§ **What you are asked to do**
Write the listing out again, all of it, word for word.

§ **Data entries**
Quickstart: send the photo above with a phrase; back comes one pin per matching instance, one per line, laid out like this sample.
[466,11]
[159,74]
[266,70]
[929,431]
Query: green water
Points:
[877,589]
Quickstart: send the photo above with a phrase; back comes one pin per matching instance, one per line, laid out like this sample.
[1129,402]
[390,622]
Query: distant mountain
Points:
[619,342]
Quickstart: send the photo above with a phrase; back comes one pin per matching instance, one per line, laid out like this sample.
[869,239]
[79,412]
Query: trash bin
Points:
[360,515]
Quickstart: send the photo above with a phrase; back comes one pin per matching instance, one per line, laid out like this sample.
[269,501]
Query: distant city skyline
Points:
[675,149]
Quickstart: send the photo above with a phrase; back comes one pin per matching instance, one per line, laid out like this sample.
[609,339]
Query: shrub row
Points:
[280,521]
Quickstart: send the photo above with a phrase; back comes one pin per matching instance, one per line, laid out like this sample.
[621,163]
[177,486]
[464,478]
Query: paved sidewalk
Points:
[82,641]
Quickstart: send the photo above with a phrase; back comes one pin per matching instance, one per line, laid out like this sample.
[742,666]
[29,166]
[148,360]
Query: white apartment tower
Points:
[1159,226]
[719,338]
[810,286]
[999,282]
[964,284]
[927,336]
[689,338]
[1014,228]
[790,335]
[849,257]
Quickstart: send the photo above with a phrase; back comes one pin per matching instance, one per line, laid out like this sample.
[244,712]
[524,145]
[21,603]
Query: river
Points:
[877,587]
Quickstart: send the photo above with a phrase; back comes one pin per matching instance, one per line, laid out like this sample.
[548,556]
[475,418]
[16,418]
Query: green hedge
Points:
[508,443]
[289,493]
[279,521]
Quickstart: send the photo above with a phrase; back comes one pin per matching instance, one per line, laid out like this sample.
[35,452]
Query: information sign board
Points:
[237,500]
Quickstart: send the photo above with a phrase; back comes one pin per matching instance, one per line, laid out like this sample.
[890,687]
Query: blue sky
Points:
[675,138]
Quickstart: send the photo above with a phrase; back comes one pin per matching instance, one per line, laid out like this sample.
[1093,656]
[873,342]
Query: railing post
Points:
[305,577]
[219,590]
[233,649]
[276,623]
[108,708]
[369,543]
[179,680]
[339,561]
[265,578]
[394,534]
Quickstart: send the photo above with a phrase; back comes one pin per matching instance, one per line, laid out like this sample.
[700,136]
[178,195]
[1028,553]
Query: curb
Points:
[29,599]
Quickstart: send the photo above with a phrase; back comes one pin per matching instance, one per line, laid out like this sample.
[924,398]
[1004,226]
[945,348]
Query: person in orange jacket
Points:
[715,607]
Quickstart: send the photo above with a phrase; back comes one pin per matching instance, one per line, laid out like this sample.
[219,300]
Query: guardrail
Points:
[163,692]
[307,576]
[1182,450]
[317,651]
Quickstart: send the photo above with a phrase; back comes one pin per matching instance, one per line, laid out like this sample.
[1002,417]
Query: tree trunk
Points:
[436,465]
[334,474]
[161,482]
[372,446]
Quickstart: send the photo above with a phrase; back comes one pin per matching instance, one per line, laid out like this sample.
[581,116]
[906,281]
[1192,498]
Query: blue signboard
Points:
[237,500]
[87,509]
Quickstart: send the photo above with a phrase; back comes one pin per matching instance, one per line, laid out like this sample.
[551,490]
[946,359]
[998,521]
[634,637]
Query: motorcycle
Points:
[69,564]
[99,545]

§ **Complete response**
Quickstart: send the photo above with a phrase; back comes one pin per matching instance, one per line, laid out like this sample.
[466,11]
[159,74]
[266,70]
[929,431]
Query: green water
Points:
[877,589]
Quickstart: send the photo above with a phrase; back comes one pin per matching instance, one per line, laid out like this sample.
[1129,402]
[390,622]
Query: distant mountain
Points:
[619,342]
Quickstart: send the photo above with a phrase; back comes one pin per matching instance, one per line, laid out like this sample.
[869,239]
[79,412]
Query: trash bin
Points:
[360,515]
Quickstart: send the photo above with a phrase; back comes one pin per matching instance, one per line, laid out like this sample.
[269,501]
Query: distant city skyline
Points:
[675,149]
Quickstart: send the photo above with a phrase; back comes one pin per matching instance, one per line, laid out like this sample.
[609,339]
Query: shrub row
Points:
[280,521]
Quickstart: send the photo above with a phrase; back comes one pin per matching instance, one per line, laid out like this sample.
[621,163]
[177,486]
[464,478]
Query: paved sidewalk
Points:
[82,641]
Quickstart: send the photo above with a phrase; back comes one pin per matching instance, one per line, laid out like this sample.
[742,666]
[29,166]
[148,360]
Query: white apartment tower
Points:
[1159,226]
[719,338]
[810,286]
[999,282]
[964,284]
[927,336]
[689,338]
[1014,228]
[790,335]
[849,257]
Quickstart: send the photo above with a phrase; back comes one pin per matching instance, one per line, laid out like this sample.
[244,712]
[524,145]
[21,603]
Query: river
Points:
[877,587]
Quickstart: send the photo above with a phrase; back comes one pin per matching instance, one per line, laid out like this sample.
[548,556]
[475,418]
[16,418]
Query: green hedge
Points:
[508,443]
[289,493]
[279,521]
Quickstart: send the photo above with a phrase; back comes one pin per matching instance, one per line, laid out like this sample.
[35,452]
Query: information sign board
Points:
[237,500]
Quickstart: send the photo above with a phrase; back comes one pin per matching instance, one per line, laid out like this sample.
[890,687]
Query: blue sky
Points:
[675,138]
Quickstart: send the photo above with a phrase; back comes one pin per matching instance, one per line, laid out like this sample.
[1093,656]
[873,342]
Query: railing post
Points:
[305,577]
[219,590]
[233,649]
[276,623]
[108,708]
[369,543]
[179,680]
[339,561]
[265,578]
[394,534]
Quickstart: send the photo above with a phrase; back comes one pin per matching instance, one per line, laid out like this sample.
[700,136]
[178,195]
[1028,553]
Query: curb
Points:
[29,599]
Quickstart: send the photo above with a phrase; back comes one pin per matching instance, one per line, laid out like this sample.
[924,398]
[1004,226]
[945,348]
Query: person in orange jacket
Points:
[715,607]
Quickstart: send the photo above with a phrase; back comes one pin per matching instance, one per line, laid out like this sample.
[219,300]
Query: guardrail
Points:
[163,692]
[307,576]
[1182,450]
[317,651]
Quickstart: send the photo above with a phrase; back comes one pin per matching instance, one per line, laid out like this sample.
[1002,417]
Query: tree trunk
Points:
[436,465]
[334,474]
[161,482]
[372,446]
Quickstart: send the photo above with a phrase; back comes one pin per matching instance, one per line, laid out like this sample.
[581,116]
[906,281]
[1192,498]
Query: blue signboard
Points:
[237,500]
[87,509]
Quickstart: send the photo above with a phrase; back comes one pin per matching instance, one per line, laid out like this sample.
[551,490]
[946,359]
[998,521]
[634,637]
Query: motorcycle
Points:
[69,564]
[99,545]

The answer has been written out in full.